WHAT THE TASK ASKS: The entries below are to be returned as written, with all pictures dropped.
[ENTRIES SHOWN Boundary: Start]
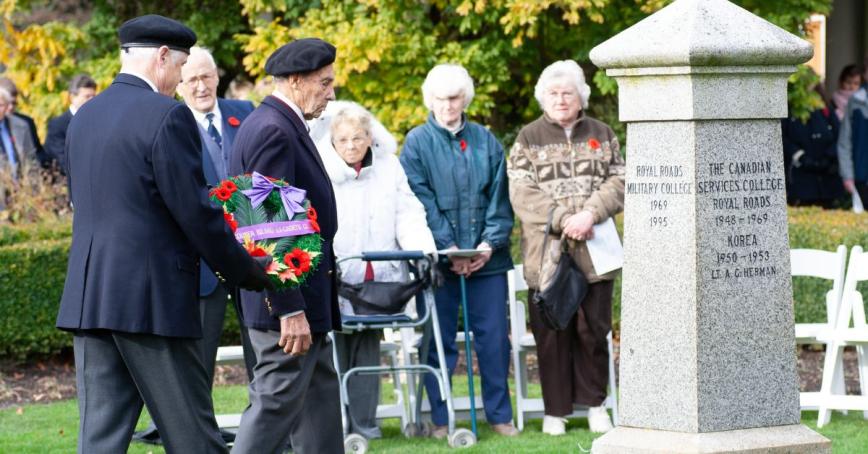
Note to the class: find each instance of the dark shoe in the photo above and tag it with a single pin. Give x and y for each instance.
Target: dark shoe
(148, 436)
(439, 432)
(505, 429)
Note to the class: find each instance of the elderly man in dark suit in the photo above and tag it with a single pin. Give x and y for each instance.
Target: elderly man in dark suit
(82, 88)
(17, 149)
(142, 219)
(294, 393)
(217, 122)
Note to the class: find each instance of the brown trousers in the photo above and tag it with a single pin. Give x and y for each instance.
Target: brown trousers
(574, 363)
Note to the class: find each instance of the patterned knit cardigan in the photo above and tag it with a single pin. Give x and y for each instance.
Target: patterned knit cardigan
(548, 171)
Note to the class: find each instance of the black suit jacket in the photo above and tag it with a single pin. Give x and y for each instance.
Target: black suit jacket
(56, 138)
(274, 142)
(142, 216)
(228, 108)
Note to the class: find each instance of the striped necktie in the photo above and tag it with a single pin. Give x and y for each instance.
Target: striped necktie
(212, 130)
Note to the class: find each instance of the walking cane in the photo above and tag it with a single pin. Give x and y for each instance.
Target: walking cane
(468, 354)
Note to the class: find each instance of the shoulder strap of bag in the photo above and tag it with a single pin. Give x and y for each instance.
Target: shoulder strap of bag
(546, 238)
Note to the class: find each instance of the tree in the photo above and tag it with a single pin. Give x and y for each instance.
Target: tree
(385, 47)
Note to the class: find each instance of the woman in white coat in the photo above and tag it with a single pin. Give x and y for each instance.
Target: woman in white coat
(377, 211)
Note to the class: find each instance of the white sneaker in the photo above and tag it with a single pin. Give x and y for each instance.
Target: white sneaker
(554, 425)
(598, 420)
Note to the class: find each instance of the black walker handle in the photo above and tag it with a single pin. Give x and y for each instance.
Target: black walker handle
(379, 256)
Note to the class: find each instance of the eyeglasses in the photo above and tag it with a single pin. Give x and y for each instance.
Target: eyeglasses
(355, 140)
(205, 79)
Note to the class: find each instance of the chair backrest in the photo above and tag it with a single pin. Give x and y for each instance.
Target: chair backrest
(857, 270)
(821, 264)
(517, 316)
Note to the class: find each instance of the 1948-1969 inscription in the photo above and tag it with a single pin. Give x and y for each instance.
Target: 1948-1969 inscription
(741, 193)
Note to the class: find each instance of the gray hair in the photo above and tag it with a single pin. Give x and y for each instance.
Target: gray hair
(5, 96)
(133, 54)
(353, 115)
(201, 52)
(445, 81)
(567, 70)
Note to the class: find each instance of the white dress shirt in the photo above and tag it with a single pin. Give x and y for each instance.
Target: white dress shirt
(277, 94)
(218, 118)
(143, 77)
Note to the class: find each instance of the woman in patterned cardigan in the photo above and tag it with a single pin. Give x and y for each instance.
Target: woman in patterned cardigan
(568, 165)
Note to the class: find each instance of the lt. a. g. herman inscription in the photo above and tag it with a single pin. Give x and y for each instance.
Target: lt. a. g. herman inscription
(741, 194)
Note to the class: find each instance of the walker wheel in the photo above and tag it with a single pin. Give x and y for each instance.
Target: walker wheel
(417, 430)
(355, 444)
(462, 438)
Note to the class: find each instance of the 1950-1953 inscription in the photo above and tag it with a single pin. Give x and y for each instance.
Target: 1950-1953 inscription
(741, 193)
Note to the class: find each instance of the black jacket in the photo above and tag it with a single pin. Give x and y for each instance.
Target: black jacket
(56, 139)
(274, 142)
(142, 216)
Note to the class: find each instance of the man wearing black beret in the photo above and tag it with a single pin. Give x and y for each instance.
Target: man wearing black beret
(142, 220)
(294, 393)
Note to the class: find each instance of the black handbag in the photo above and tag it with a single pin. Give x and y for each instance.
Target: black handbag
(563, 286)
(382, 298)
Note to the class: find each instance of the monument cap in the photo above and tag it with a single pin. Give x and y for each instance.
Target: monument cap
(154, 30)
(701, 33)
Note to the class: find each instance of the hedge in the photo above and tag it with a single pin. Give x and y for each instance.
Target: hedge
(31, 282)
(34, 260)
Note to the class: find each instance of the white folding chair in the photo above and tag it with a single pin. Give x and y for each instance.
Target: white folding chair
(523, 342)
(852, 308)
(830, 266)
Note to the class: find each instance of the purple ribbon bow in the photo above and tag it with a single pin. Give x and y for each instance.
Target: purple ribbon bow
(291, 197)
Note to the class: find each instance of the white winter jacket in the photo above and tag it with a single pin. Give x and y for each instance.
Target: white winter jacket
(377, 210)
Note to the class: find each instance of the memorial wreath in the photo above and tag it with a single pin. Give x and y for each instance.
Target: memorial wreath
(270, 217)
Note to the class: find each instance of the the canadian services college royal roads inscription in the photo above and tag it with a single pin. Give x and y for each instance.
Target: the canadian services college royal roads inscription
(734, 199)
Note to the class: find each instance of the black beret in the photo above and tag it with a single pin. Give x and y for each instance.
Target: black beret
(300, 56)
(154, 31)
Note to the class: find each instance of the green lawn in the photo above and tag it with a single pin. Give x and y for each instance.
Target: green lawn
(52, 428)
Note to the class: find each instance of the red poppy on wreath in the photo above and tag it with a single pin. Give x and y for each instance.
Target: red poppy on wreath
(223, 194)
(229, 185)
(233, 224)
(298, 261)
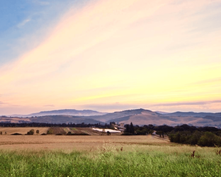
[ENTRIES SHOWN Boundary: End]
RESULT OF THIS TASK:
Note to the class: find each instance of the dark shoe in the photo above and tag it with a single pin. Give x and y for each instance.
Target: dark shoe
(148, 436)
(439, 432)
(505, 429)
Note to the class: find each instance of the elderly man in dark suit in the photo above and tag it with a single pin. Give x and y for each instance.
Target: elderly man in dark suit
(82, 88)
(17, 149)
(142, 219)
(294, 393)
(217, 122)
Note to the class: find each instance of the brown trousers in the photo above and tag it with a single pin. Give x and y for each instance.
Target: brown trousers
(574, 363)
Note to the class: find each instance of the patterned knit cardigan in the photo above and tag it with a single pin. Give x and y for each instance.
Target: patterned knit cardigan
(548, 171)
Note to the class: find each instance of the black suit jacket in the photo above and tag it with a single pin. Give x and y for each instance.
Target: black suit jacket
(56, 138)
(274, 142)
(142, 216)
(228, 108)
Note to the class: find each instance of the striped necktie in the photo above and tag it with a single pin. Give x and y for each instance.
Target: striped necktie
(212, 130)
Note to the class: find each instance of the walking cane in the photo above and tag it with a single pin. Give x and y for each instance.
Target: walking cane
(468, 354)
Note to the class: find each instance of the shoulder strap of bag in the photo above and tag it with a single pin. Give x and y for each instance.
Target: shoulder strap of bag
(546, 238)
Note to the class: find each instance of the tree in the photo above and tag it with a single pin. Give x and y for each instance.
Target: tree
(385, 47)
Note to the class: find each instance of the woman in white coat in the photo above and tag it with a single pin. Give x and y for each instance.
Target: woman in white coat
(377, 211)
Note to the class: find each instance of the white sneaker in the photo above and tag it with a single pin. Give x and y for each instance.
Target: white sneaker
(554, 425)
(598, 420)
Note to the class: find each instance of the black walker handle in the photo above and tag it with a single pin. Give x and y for each instance.
Target: black walker handle
(379, 256)
Note to the class: find each instance of the eyeglasses in the photo above and tag it with a single pin. Give x and y for each instance.
Target: eyeglasses
(355, 140)
(205, 79)
Note to the class: find each instance of the chair backrest in the photo above and tag it with a single pin. Give x and y for each instance.
Target: chair backrest
(857, 270)
(821, 264)
(517, 316)
Note to the class: find each instance of the 1948-1969 inscription in the photo above and tag it with a single pin. Give x and y for each instance.
Target: 1948-1969 inscription
(741, 193)
Note to the class: find each instance of the gray hair in the photo above and tag it with a single pin. Give x and y for each instance.
Target: gray hair
(5, 96)
(133, 54)
(353, 115)
(201, 52)
(445, 81)
(567, 70)
Note to the class: find each instance of the white dress shirt in the photo above and tag it with a single pin. Give x and y for each instance.
Target: white dress shirt
(277, 94)
(218, 118)
(143, 77)
Note to the class: find each instance of the woman in patterned cardigan in the photo above and tag it with a single pin. Give x and y for each instance.
Target: woman in patterned cardigan
(568, 165)
Note to the class: find each instance of the lt. a. g. herman inscription in the photo above and tag it with a single pin. Give x and y for each instance.
Target: lt. a. g. herman inscription
(741, 194)
Note to the class: find each instance of the walker wheel in the photo above and tag it with a single pin. Give x and y for each instance.
Target: walker wheel
(417, 430)
(355, 444)
(462, 438)
Note to the class: find each instance of the 1950-1953 inscription in the photo above and tag it with a single pin. Give x and y for each instance.
Target: 1950-1953 inscription
(741, 193)
Note to the class: find each instance of the black jacket in the photo above and tag it with a single pin. Give x and y for each instance.
Target: black jacket
(56, 139)
(274, 142)
(142, 216)
Note to the class: find each instance of the man wearing black beret in the photo above and tag it with a single pin. Give x and y for each instance.
Target: man wearing black beret
(142, 220)
(294, 393)
Note to the class: find each instance of the black handbag in the photo above and tag it with a single pin. Give x and y for each instance.
Target: black handbag
(563, 286)
(382, 298)
Note to the class: find each instance of the monument cap in the photo above and tag it with a single pin. Give x and y for each instance.
Target: monument cap
(154, 30)
(701, 33)
Note to the class: find each instance of the hedge in the photo above and tag it with a single pin. Give x and y for each instance.
Target: hedge
(31, 282)
(34, 260)
Note to the class: find each instance of the white folding chair in the photo above and tag it with a single pin. Give x and y for each instance.
Target: white folding chair
(523, 342)
(852, 308)
(830, 266)
Note to the class: find each instance of the purple ribbon bow in the photo above and tag it with a single pin. Give x and y for each instance.
Target: purple ribbon bow
(291, 197)
Note to the class: find each instance of the white winter jacket in the photo above and tag it with a single pin. Give x and y for each instance.
Target: white winter jacket
(377, 210)
Note to the class: find each instance of the memorial wreath in the photo above and tag it with a single pin. Give x and y for each instance.
Target: memorial wreath
(270, 217)
Note to the class: find each instance of the the canadian services college royal roads inscription in the photo above and tag it with a single pin. Give x and y for each instance.
Target: the canadian services college royal roads inscription
(734, 199)
Note to the class: find each instance of the black beret in the photo above and tag it with a single pin. Give x and y for each instance.
Target: black beret
(300, 56)
(154, 31)
Note to the class: find each instance of the green lawn in the photo above and tag it with a single pin. Give x and y for each instance.
Target: green lawn
(52, 428)
Note to the class: find each instance of the red poppy on wreath in the photo above and tag it with a single pin. Give x and y for each instance.
Target: red poppy on wreath
(223, 194)
(229, 185)
(233, 224)
(298, 261)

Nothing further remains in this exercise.